==== Information supplied ====
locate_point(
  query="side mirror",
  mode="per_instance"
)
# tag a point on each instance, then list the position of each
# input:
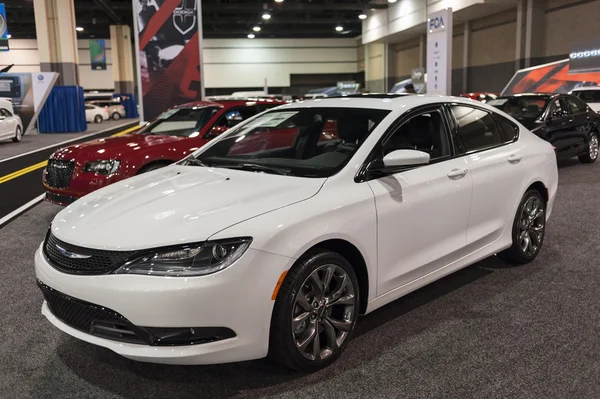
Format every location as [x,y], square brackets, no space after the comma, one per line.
[216,131]
[405,158]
====
**Goal of the exercise:** Write out all of the data above again, requests included, but shift every coordinate in the point answers by adding 76 to it, and leave the pictures out.

**Result for this exercise:**
locate_point(
  query="side mirror",
  mode="per_instance"
)
# tag a point on each instance, then list the position of each
# input:
Format every location as [x,y], square brackets, no space after the comma, one per line.
[292,207]
[481,234]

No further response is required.